Instrução dada a
No excerto sobre as viagens em tempo de férias, onde está a verdadeira riqueza dos espectáculos?

LII
Neste tempo de férias, o mundo está cheio de pessoas que
correm dum espectáculo a outro, evidentemente com o desejo de verem muitas
coisas em pouco tempo. Se é para falar disso, nada melhor; porque vale mais ter
vários nomes de lugares a citar; isso enche o tempo. Mas se é para eles, e para
realmente verem, eu não os compreendo bem. Quando se vêem as coisas a correr
elas parecem-se muito. Uma torrente, é sempre uma torrente. Assim, aquele que
percorre o mundo a toda a velocidade não é de todo mais rico de recordações no
fim do que no princípio.
A verdadeira riqueza dos espectáculos está no detalhe.

Instrução dada b
Reproduza fielmente, nos registos, tudo o que vai desde a linha que contém "Find the electrical" até à linha que contém "x=249, y=45", ambas incluídas.

Dados de entrada
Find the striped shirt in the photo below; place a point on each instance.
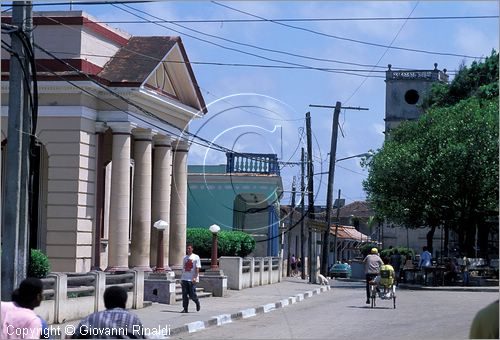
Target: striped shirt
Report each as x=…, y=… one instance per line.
x=116, y=323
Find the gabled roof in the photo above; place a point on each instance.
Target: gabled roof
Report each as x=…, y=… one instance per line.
x=356, y=208
x=349, y=233
x=136, y=60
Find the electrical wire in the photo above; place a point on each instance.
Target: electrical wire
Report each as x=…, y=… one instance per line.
x=223, y=21
x=347, y=39
x=232, y=64
x=236, y=50
x=249, y=45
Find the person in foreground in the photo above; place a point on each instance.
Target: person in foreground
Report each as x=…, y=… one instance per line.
x=19, y=321
x=191, y=265
x=485, y=323
x=372, y=262
x=113, y=323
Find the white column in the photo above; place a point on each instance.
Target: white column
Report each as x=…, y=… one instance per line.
x=141, y=216
x=119, y=210
x=178, y=205
x=160, y=207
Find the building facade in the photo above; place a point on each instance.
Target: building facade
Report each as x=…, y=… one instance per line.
x=243, y=194
x=405, y=90
x=111, y=156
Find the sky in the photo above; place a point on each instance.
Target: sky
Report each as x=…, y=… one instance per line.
x=262, y=109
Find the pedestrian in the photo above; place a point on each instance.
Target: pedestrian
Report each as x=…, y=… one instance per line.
x=372, y=262
x=293, y=265
x=425, y=262
x=485, y=323
x=395, y=262
x=191, y=265
x=113, y=323
x=465, y=271
x=19, y=320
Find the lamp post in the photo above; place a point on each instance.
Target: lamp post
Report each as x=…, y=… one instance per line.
x=161, y=226
x=214, y=228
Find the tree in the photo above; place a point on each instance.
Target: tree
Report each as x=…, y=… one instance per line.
x=443, y=168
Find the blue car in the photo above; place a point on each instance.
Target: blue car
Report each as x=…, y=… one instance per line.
x=340, y=270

Resposta correta a
No detalhe.

Resposta correta b
Find the electrical wire in the photo above; place a point on each instance.
Target: electrical wire
Report each as x=…, y=… one instance per line.
x=223, y=21
x=347, y=39
x=232, y=64
x=236, y=50
x=249, y=45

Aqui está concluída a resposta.